===== DATA IN THIS EXERCISE =====

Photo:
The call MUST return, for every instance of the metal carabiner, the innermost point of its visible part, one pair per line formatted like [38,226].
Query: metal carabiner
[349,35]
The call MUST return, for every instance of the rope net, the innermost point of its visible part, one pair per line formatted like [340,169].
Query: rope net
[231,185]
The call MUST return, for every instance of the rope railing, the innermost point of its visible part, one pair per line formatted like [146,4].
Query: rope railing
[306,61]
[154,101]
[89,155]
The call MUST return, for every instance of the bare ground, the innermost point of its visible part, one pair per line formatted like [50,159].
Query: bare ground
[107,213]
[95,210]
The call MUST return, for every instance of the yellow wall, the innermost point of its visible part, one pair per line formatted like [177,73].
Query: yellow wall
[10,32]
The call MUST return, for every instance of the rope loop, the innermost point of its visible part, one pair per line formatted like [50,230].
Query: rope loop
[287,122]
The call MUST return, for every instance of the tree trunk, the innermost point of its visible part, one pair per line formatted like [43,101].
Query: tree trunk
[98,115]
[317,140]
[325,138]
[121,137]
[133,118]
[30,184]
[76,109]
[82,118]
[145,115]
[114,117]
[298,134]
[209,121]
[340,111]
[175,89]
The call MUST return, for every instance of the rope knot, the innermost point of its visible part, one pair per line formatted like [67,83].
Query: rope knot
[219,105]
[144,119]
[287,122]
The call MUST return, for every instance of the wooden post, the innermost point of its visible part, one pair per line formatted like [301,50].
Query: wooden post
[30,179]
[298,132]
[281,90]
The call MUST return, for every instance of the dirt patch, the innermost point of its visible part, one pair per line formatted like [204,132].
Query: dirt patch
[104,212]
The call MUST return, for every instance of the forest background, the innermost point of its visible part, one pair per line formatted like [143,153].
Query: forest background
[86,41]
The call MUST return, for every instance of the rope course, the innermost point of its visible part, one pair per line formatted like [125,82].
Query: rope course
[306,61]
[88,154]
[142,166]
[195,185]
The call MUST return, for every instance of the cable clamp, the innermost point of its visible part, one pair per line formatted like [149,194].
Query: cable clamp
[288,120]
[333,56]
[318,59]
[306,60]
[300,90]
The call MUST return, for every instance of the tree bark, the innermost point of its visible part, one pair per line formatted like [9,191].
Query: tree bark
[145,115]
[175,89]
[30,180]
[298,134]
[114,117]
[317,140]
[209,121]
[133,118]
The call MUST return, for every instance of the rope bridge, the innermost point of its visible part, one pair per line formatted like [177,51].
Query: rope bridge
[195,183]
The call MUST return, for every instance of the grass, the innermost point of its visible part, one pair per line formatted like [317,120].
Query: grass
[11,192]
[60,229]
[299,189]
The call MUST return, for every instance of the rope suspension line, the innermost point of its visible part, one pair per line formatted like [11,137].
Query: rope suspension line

=====

- **WHAT YOU WILL DO**:
Give back, exactly as written, the stretch from the line with "formatted like [43,101]." through the line with "formatted like [67,83].", and no other lines from the records above.

- **ANSWER SPACE**:
The call MUST return, for every instance of the tree trunk, the innermost point of its visible part, one pair per line formatted like [43,101].
Query: tree trunk
[98,115]
[317,140]
[325,138]
[121,137]
[133,118]
[30,184]
[76,109]
[82,118]
[145,115]
[114,117]
[298,134]
[209,121]
[340,111]
[175,89]
The call MUST return, for every instance of the rope knot, the innermost point of its visible part, one pair per line formatted like [67,83].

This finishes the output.